Kenya's supply of commercial space is currently saturated and no new major office developments are expected to enter the Nairobi market until 2023.

According to Knight Frank's Half Year Market Update, lack of new developments could potentially drive up occupancy rates of the existing ones and rents of prime addresses.

The estate agency, residential and commercial property consultancy firm said this is because most firms have either resumed working from office or have adopted a hybrid version with the ebbing of the pandemic.

Presently, the average monthly prime rent has stabilised at $1.20 (Sh140) per square foot, with many landlords preferring rental payments in dollars, due to the depreciating Kenya shilling.

The shilling continues to shed its value, sinking to its lowest against the US dollar.

Yesterday, it opened trading at 120 units against the greenback, with money market experts projecting it to hit 135-140 by December on strengthening dollar.  

Prime residential rents declined by 2.23 per cent during the first half of 2022 compared to 1.58 per cent over the same period in 2021.

This is attributed to the continued oversupply and effects of the rise in cost of living.

"The market remains a tenant’s market, implying that landlords will continue to provide various concessions in an effort to have high occupancies,''Knight Frank report says.

On the sale front, prime residential sale prices improved marginally by 1.2 per cent in the first half of 2022. This is attributable to the post pandemic reopening of the economy.

Though positive, this increase is lower than the 2.4 per cent rise during the first six months, due to the August general elections, causing a cooling of the economy.

On the retail market, supermarket chains remained highly acquisitive as they opened new branches in more convenience led destinations to tap into densely populated areas within certain residential locations.

These include Naivas and Quickmart, with Chandarana following suit, a departure from its favoured mall strategy.

This trend is expected to continue, despite the increasing cost of living.

Mark Dunford, Knight Frank Kenya’s CEO says in overall, the real estate sector, which has been in recovery may now be constrained on the regulatory front, with the reinstatement of building construction levies and Environment Impact Assessment license fees that were scrapped in 2017.

''Additionally, the tripling of capital gains taxes in January 2023 may adversely affect investors during these challenging economic times,'' Dunford said.

He added that the government’s newly introduced Ardhisasa digital title conversion process, designed to ease land transactions and foster transparency, nevertheless has caused some concern as the market is yet to become familiar with it.

◆ ◆ ◆

- _COMPLETE THE FOLLOWING_:
1. According to the excerpt on Kenya's property market, by what percentage did prime residential rents decline during the first half of 2022?
2. From the excerpt on Kenya's property market, echo word for word the part that opens with the words containing "Prime residential rents" and closes with "in cost of living.".
The entries that come next can be disregarded.

- _DATA UNDER STUDY_:
◆ ◆ ◆

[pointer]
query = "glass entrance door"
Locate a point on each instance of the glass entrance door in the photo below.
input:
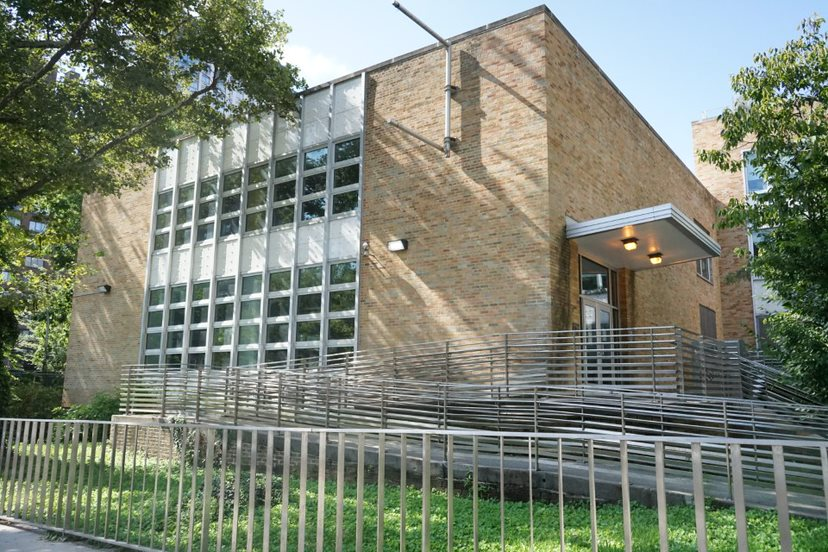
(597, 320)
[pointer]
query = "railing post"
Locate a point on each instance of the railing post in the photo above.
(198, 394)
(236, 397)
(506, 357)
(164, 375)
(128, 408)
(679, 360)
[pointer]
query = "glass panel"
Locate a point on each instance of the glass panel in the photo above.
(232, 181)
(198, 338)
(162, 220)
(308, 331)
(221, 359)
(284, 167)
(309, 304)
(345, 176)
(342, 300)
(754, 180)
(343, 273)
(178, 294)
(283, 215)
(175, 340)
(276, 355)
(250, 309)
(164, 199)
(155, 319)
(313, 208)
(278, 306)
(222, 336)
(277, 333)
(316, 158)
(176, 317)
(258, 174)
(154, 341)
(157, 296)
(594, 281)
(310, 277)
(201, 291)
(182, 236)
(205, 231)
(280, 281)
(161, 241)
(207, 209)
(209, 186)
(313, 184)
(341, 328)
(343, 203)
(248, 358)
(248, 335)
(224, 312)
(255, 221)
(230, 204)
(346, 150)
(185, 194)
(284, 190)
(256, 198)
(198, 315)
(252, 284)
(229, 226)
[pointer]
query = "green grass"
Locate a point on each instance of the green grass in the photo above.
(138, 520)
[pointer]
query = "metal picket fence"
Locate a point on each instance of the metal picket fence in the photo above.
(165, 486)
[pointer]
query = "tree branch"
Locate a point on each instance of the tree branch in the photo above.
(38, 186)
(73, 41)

◆ ◆ ◆

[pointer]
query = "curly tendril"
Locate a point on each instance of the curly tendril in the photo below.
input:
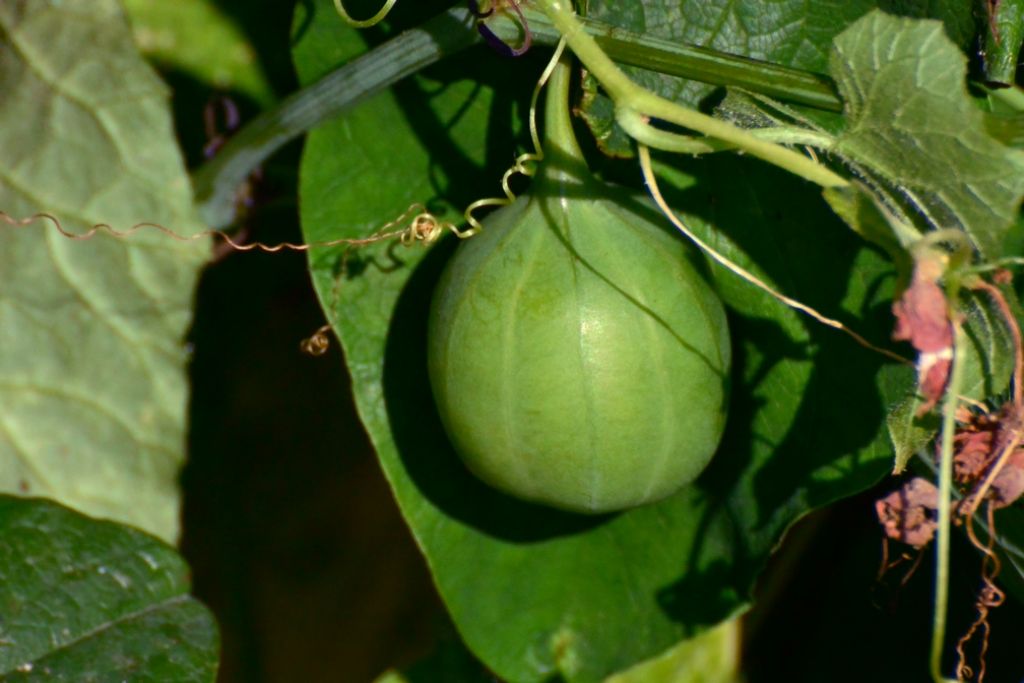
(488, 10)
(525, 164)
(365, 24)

◆ ◆ ◆

- _ANSWERS TO THE TASKS_:
1. Prime residential rents declined by 2.23 per cent.

2.
Prime residential rents declined by 2.23 per cent during the first half of 2022 compared to 1.58 per cent over the same period in 2021.

This is attributed to the continued oversupply and effects of the rise in cost of living.